Task directions:
Could you duplicate, word for word, the stretch of the items below from the line containing "point: jacket hood" through the last line of the items?

Items:
***

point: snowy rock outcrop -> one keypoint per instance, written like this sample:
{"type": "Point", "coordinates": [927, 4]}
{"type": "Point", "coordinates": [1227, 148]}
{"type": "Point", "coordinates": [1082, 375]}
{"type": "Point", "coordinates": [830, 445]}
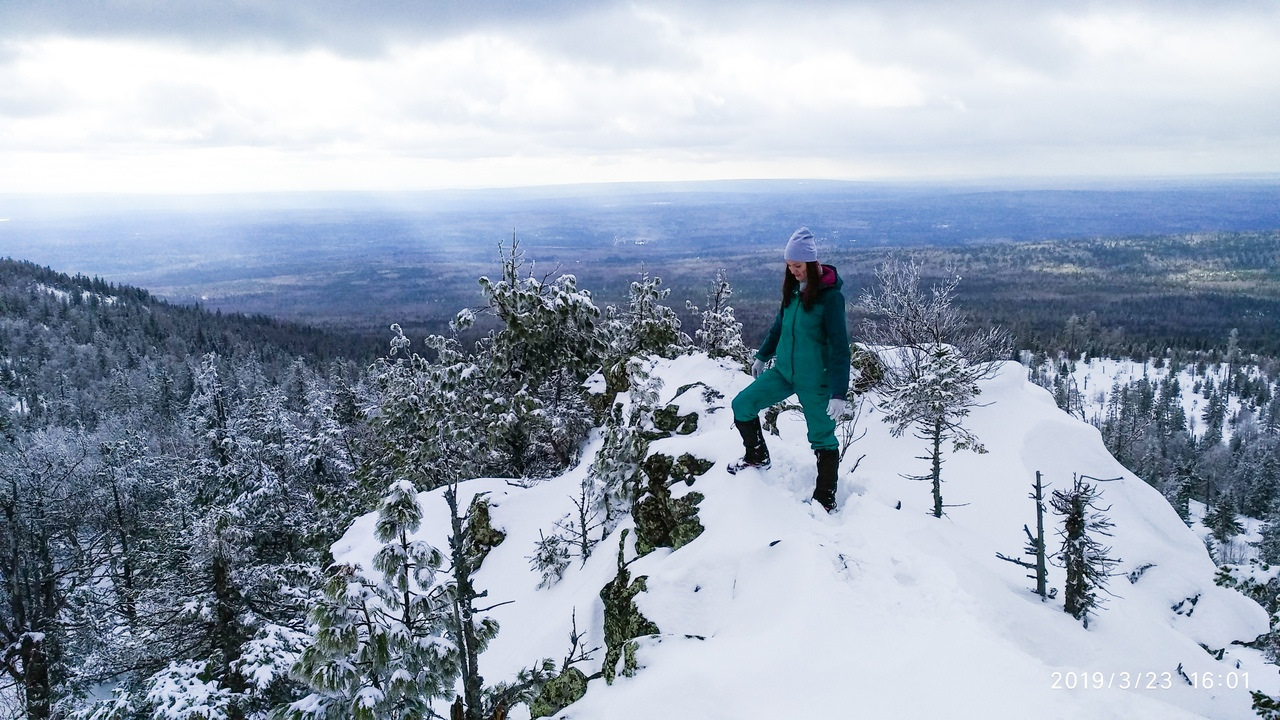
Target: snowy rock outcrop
{"type": "Point", "coordinates": [881, 610]}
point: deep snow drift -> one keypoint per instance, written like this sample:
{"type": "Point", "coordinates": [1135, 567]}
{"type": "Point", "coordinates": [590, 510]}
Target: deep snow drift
{"type": "Point", "coordinates": [778, 610]}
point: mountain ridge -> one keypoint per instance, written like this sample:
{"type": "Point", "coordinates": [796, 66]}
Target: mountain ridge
{"type": "Point", "coordinates": [878, 610]}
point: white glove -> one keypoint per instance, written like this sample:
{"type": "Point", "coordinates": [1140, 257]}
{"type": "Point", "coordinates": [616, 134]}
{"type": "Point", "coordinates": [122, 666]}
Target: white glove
{"type": "Point", "coordinates": [837, 408]}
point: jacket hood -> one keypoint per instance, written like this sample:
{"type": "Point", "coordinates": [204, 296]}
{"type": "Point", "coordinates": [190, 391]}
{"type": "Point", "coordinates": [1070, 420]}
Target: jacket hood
{"type": "Point", "coordinates": [830, 278]}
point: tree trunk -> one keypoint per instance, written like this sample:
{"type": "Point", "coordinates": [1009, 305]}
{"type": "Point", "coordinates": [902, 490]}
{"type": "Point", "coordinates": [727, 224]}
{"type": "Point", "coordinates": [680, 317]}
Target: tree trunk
{"type": "Point", "coordinates": [937, 468]}
{"type": "Point", "coordinates": [35, 666]}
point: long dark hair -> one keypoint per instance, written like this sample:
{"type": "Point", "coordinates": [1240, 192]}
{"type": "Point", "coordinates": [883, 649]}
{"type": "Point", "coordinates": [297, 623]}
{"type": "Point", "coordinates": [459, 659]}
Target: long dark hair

***

Written solution:
point: jacket hood -> one keypoint per instance, written like this sample:
{"type": "Point", "coordinates": [204, 296]}
{"type": "Point", "coordinates": [190, 391]}
{"type": "Point", "coordinates": [1070, 420]}
Target: jacket hood
{"type": "Point", "coordinates": [830, 278]}
point: tree trunk -> one keypoint per instance, written like this sample:
{"type": "Point", "coordinates": [1009, 305]}
{"type": "Point", "coordinates": [902, 490]}
{"type": "Point", "coordinates": [727, 224]}
{"type": "Point", "coordinates": [680, 317]}
Target: tree trunk
{"type": "Point", "coordinates": [937, 468]}
{"type": "Point", "coordinates": [35, 666]}
point: long dark hair -> one keypoint per instance, written like this sample:
{"type": "Point", "coordinates": [1240, 192]}
{"type": "Point", "coordinates": [883, 649]}
{"type": "Point", "coordinates": [297, 623]}
{"type": "Point", "coordinates": [459, 659]}
Target: long dark hair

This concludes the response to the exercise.